═════ Task data

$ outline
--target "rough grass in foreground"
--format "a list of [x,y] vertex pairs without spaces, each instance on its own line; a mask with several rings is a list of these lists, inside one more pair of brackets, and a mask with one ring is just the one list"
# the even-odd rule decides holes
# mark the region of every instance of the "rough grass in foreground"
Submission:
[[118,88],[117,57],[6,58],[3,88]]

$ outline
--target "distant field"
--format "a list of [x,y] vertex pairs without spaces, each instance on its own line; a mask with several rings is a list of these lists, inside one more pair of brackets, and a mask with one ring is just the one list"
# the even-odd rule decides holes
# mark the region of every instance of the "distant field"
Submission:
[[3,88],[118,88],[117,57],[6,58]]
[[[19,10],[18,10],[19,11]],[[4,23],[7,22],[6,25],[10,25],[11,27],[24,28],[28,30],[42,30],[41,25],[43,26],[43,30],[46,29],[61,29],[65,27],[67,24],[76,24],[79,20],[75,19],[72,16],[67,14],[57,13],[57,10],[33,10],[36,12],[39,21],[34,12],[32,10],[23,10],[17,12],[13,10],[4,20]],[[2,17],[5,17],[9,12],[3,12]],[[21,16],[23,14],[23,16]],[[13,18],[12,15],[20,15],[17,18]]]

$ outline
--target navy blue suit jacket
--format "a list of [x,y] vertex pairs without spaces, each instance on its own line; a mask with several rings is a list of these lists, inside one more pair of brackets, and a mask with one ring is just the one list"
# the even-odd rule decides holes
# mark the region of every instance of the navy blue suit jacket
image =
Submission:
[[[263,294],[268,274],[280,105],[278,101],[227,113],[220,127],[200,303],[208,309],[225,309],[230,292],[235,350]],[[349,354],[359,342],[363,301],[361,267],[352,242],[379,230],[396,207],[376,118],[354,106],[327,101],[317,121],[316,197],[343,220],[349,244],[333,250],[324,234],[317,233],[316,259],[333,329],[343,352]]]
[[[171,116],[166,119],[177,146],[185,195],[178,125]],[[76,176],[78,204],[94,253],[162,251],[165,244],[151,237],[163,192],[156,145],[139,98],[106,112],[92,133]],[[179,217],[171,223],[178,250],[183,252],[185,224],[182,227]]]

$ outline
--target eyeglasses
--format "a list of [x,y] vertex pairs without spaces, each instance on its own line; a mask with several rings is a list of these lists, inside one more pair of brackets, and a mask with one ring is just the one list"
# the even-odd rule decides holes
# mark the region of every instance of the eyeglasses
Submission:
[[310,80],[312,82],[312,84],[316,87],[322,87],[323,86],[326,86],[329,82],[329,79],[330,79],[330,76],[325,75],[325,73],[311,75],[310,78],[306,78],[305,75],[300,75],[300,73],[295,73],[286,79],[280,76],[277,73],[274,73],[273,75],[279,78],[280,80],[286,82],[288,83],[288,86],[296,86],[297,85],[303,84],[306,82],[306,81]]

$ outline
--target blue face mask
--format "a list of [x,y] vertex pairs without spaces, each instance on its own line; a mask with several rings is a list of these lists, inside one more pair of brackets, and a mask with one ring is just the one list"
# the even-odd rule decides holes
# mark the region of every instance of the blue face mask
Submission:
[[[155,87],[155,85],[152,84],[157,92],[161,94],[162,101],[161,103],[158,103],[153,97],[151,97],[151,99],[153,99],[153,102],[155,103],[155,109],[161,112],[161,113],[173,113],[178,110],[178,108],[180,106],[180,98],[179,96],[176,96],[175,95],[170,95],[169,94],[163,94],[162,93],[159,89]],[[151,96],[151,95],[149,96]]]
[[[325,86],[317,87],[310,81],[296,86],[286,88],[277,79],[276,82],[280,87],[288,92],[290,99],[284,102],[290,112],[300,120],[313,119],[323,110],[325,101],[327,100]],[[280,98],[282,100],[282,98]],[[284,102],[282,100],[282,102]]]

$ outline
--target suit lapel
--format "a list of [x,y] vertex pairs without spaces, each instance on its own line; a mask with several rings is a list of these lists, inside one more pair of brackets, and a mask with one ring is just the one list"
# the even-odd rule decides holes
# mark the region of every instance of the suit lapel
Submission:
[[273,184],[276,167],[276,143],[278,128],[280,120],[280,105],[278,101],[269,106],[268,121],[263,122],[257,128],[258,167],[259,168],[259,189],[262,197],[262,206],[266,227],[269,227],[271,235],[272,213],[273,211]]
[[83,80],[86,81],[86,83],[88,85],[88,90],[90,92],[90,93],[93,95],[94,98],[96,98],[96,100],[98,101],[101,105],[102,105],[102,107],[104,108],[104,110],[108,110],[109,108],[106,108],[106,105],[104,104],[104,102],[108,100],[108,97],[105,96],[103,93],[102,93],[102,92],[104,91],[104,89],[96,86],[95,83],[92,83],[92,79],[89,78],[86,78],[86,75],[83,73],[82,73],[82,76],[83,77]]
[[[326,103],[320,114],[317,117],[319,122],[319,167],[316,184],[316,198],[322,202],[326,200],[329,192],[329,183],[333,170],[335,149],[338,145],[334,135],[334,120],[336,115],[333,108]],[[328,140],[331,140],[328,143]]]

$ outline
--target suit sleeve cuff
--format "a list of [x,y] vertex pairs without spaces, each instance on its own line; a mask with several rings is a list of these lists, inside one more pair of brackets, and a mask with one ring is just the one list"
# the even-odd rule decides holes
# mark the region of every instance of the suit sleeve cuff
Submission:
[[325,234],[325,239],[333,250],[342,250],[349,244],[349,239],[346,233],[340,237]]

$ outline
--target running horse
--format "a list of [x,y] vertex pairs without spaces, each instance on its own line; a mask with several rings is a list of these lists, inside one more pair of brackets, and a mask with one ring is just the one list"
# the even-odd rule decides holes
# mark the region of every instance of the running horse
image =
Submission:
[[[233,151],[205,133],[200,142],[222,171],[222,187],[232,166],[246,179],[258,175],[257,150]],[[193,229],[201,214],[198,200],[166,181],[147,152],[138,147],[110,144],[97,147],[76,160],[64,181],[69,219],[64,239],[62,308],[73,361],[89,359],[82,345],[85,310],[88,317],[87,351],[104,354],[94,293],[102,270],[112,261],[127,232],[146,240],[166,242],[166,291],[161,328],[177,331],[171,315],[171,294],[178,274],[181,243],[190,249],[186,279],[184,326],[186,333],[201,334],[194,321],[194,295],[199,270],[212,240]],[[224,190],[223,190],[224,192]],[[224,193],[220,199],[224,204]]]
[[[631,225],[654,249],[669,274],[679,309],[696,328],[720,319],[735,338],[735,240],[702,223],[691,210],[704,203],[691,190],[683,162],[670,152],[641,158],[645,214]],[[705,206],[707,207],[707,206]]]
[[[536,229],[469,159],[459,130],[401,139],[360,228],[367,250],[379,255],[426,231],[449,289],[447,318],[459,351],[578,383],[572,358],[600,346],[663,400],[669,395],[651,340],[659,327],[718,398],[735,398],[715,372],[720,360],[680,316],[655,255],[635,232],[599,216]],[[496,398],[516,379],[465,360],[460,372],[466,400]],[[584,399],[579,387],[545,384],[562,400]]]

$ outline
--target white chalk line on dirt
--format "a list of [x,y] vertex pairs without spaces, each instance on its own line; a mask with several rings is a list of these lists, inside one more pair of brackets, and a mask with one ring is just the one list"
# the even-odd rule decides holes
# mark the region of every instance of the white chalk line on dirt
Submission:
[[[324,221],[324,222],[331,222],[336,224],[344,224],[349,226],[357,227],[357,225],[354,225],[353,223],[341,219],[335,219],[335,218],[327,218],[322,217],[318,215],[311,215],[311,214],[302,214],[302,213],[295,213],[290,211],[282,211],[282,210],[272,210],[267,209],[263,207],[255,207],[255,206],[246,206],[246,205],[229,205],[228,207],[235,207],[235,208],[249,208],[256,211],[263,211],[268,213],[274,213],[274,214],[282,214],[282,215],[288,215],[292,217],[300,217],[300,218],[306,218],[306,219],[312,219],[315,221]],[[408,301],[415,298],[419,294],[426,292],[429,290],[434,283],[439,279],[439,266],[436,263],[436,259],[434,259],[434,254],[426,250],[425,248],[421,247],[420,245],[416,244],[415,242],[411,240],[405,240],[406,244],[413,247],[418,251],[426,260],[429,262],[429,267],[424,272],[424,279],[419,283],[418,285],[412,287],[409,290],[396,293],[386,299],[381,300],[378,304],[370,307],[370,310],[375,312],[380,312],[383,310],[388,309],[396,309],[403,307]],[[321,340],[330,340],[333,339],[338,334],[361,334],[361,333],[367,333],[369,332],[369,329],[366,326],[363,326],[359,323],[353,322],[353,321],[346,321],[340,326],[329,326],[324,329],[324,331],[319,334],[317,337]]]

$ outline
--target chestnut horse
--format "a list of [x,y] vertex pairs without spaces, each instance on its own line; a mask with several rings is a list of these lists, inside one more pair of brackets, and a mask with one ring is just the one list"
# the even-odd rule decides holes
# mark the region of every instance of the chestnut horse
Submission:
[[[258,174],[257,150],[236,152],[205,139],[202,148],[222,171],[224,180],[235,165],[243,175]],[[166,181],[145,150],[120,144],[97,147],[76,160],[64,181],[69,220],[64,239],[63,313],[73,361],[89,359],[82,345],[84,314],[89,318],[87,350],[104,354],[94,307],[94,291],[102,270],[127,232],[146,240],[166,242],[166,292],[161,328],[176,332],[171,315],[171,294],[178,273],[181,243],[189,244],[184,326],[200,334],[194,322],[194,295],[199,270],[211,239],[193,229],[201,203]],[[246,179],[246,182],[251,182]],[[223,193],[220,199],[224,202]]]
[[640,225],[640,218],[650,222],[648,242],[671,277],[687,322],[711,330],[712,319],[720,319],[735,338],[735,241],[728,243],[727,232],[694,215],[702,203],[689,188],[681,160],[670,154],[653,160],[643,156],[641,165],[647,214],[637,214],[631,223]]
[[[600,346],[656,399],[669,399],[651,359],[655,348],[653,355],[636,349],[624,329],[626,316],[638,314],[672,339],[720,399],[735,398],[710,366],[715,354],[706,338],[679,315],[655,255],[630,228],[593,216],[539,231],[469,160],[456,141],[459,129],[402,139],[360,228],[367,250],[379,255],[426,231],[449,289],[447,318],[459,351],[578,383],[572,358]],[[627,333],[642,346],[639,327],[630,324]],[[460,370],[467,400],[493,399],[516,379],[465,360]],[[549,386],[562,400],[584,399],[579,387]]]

══════════

Objective: Convert the stretch of data from its first line through the line containing "[[118,88],[117,57],[6,58],[3,88]]" into a JSON list of strings, with one string per line and blank lines omitted.

Result for this task:
[
  "$ outline",
  "--target \"rough grass in foreground\"",
  "--format \"a list of [x,y] vertex pairs without spaces, each instance on its own line; a mask with several rings is a list of these lists, inside one more pair of brackets, and a mask with one ring is just the one list\"",
  "# the even-odd rule decides holes",
  "# mark the region of every instance of the \"rough grass in foreground\"",
  "Submission:",
  "[[118,88],[117,57],[6,58],[3,88]]"
]